● RECORDS TO USE:
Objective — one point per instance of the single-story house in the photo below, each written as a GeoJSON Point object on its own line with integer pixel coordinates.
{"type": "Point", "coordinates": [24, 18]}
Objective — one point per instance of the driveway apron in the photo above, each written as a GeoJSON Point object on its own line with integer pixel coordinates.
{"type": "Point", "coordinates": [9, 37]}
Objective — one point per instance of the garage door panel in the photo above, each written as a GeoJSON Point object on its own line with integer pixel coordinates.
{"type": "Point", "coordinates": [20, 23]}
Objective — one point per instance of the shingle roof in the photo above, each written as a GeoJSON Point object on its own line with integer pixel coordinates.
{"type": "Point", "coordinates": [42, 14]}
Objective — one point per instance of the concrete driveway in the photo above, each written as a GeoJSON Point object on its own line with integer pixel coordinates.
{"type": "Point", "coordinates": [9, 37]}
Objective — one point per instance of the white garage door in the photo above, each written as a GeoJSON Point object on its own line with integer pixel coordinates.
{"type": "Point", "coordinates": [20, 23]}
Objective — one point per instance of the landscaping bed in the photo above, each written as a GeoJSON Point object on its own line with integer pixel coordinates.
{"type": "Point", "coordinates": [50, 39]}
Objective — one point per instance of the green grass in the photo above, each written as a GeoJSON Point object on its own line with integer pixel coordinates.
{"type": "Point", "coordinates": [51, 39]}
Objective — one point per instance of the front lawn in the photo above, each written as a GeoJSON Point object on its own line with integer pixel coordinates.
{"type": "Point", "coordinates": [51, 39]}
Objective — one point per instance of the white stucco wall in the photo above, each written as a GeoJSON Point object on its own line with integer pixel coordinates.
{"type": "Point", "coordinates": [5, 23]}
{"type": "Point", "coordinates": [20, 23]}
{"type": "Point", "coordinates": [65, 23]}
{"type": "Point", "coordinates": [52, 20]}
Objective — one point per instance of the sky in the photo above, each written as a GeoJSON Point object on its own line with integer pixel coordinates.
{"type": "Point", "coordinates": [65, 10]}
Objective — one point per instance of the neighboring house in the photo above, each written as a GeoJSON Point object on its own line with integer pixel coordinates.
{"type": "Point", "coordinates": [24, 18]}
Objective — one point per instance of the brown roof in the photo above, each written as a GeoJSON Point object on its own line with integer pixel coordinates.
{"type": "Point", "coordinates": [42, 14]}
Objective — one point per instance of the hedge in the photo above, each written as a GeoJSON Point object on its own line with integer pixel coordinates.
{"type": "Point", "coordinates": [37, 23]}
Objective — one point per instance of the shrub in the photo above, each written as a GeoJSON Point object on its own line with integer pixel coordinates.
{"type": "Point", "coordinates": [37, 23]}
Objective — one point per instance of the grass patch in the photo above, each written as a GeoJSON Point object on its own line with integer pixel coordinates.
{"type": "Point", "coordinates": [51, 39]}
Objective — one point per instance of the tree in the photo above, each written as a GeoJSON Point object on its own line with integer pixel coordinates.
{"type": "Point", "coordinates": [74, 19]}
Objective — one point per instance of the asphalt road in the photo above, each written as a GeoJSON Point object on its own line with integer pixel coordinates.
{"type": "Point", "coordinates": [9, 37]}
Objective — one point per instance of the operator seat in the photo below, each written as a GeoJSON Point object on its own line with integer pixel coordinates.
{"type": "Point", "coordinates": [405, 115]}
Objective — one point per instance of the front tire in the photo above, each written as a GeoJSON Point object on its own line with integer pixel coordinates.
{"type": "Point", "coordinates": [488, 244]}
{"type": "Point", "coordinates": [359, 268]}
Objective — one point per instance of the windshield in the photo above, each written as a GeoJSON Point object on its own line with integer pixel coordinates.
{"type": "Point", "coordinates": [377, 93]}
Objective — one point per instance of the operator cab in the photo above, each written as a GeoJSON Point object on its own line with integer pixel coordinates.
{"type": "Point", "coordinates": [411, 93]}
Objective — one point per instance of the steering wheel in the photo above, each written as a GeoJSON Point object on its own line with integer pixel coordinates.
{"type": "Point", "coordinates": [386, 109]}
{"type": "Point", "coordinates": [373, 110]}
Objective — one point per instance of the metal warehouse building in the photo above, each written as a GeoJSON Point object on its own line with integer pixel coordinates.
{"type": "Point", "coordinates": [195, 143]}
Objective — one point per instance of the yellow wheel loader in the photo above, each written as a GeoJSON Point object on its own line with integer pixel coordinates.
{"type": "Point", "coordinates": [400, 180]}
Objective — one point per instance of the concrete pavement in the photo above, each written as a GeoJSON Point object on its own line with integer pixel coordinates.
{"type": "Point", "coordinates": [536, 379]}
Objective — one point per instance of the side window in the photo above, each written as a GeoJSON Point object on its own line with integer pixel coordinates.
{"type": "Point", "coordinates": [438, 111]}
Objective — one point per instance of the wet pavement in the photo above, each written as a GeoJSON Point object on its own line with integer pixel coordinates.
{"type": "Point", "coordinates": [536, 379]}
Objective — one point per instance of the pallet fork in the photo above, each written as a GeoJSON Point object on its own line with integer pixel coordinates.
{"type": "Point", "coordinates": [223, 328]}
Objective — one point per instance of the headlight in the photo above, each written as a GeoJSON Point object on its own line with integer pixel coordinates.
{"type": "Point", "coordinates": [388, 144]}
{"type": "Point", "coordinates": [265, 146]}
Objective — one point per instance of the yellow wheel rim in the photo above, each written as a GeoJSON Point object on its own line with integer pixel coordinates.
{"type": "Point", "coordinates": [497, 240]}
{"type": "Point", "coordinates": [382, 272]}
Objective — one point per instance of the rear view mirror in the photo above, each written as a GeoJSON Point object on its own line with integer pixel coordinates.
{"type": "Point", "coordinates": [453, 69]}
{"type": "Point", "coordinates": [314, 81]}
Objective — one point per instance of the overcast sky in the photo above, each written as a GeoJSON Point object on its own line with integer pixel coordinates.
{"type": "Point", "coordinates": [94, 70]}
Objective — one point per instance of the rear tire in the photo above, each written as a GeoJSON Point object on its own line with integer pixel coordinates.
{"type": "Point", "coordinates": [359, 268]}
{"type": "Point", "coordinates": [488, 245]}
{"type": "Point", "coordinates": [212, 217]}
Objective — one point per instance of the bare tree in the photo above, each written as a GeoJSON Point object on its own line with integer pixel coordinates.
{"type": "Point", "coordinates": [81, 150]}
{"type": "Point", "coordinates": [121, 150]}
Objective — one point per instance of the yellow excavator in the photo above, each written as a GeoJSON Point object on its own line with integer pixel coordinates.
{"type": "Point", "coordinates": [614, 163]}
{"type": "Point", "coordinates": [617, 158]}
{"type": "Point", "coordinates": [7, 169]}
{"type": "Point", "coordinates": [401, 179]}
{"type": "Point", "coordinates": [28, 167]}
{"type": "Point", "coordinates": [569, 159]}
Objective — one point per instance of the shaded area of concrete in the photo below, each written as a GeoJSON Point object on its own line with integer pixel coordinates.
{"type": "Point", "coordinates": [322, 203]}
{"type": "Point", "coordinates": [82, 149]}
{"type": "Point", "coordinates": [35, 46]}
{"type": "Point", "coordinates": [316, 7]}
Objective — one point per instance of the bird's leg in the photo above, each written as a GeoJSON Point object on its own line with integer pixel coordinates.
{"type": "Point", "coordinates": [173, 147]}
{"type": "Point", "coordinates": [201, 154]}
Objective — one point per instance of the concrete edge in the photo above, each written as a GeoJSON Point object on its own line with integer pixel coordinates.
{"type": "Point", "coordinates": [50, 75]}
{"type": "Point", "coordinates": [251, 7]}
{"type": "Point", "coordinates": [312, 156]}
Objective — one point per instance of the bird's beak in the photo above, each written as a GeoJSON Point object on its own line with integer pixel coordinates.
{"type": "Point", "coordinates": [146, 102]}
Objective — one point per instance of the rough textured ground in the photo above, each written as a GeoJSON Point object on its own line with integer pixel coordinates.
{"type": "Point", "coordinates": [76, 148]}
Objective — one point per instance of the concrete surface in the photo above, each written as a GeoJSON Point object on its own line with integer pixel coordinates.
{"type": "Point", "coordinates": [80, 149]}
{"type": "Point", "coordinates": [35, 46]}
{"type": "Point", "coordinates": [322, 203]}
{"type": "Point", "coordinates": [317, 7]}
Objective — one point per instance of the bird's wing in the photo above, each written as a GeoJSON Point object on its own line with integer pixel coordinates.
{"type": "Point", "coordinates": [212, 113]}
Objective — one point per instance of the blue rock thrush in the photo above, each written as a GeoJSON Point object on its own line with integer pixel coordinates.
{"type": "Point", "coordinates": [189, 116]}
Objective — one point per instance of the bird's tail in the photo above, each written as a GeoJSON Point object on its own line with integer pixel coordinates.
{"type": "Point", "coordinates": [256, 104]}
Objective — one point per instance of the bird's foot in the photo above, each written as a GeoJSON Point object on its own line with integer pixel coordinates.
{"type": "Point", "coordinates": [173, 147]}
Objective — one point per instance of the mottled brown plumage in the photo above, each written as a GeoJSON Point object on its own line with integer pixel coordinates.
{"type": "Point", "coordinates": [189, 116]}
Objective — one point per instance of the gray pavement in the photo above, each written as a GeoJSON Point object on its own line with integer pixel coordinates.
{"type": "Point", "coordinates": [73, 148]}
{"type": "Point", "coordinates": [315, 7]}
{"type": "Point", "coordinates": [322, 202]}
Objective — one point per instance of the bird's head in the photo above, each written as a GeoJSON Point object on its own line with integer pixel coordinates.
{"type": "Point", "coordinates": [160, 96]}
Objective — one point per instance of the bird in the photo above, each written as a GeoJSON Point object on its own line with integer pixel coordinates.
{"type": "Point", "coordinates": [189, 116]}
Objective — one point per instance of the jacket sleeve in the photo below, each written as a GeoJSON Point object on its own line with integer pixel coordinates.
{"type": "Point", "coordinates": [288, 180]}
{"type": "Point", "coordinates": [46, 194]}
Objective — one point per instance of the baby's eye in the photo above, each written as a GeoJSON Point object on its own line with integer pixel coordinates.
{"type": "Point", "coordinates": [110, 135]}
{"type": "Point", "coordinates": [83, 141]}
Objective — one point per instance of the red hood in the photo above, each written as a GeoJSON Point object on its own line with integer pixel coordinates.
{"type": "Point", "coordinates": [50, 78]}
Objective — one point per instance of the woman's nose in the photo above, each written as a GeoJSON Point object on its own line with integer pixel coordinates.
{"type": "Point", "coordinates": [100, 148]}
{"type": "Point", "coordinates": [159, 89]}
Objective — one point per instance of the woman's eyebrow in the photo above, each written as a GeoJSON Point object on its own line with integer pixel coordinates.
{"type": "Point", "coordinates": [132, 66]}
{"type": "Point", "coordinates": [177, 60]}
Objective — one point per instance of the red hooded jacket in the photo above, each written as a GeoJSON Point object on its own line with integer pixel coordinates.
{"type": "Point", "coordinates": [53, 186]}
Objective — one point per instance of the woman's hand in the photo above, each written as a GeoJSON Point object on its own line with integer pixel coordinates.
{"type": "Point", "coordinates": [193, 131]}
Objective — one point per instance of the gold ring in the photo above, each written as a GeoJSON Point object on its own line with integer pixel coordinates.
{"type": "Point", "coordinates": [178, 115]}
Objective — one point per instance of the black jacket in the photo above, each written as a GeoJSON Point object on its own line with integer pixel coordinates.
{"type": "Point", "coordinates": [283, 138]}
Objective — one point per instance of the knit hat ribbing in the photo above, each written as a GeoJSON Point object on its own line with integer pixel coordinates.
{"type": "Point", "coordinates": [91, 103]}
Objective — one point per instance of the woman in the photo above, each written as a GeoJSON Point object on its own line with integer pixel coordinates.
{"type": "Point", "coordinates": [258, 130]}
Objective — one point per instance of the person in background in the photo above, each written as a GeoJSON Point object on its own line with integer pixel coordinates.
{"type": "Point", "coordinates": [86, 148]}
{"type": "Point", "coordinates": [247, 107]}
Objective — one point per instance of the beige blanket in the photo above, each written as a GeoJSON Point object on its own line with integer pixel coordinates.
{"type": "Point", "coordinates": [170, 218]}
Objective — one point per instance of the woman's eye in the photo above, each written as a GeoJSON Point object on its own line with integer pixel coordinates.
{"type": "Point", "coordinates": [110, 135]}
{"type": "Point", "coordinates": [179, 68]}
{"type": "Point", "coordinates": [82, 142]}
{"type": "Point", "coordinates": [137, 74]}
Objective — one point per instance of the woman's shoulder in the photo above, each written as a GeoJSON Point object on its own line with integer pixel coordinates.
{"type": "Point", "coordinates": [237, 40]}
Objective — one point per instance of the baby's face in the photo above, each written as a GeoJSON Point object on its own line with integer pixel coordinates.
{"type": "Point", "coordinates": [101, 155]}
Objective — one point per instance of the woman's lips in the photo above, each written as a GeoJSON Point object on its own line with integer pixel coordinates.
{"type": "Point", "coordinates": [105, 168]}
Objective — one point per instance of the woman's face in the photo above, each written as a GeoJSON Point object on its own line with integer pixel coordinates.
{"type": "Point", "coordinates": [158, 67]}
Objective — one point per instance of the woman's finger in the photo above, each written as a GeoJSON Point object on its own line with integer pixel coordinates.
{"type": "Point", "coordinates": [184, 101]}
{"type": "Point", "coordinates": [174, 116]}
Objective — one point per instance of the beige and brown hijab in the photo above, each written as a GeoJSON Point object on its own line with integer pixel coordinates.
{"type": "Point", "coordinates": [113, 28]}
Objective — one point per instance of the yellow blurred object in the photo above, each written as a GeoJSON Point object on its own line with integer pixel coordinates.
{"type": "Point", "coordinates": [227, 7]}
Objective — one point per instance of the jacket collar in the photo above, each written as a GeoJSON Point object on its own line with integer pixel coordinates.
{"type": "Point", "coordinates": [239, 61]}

● TASK PROMPT:
Extract, exactly as they appear, the lines from the one containing "Objective — one point per instance of the beige and" through the final line.

● RESULT:
Objective — one point per instance of the beige and brown hijab in the photo above, each written as a GeoJSON Point object on its own line with integer pixel coordinates.
{"type": "Point", "coordinates": [113, 28]}
Objective — one point per instance of the yellow blurred object in the photo above, each written as a GeoJSON Point object on its own line with integer pixel coordinates.
{"type": "Point", "coordinates": [227, 7]}
Objective — one point per instance of the jacket collar in the photo above, each written as a GeoJSON Point object on its own line with integer pixel coordinates.
{"type": "Point", "coordinates": [239, 61]}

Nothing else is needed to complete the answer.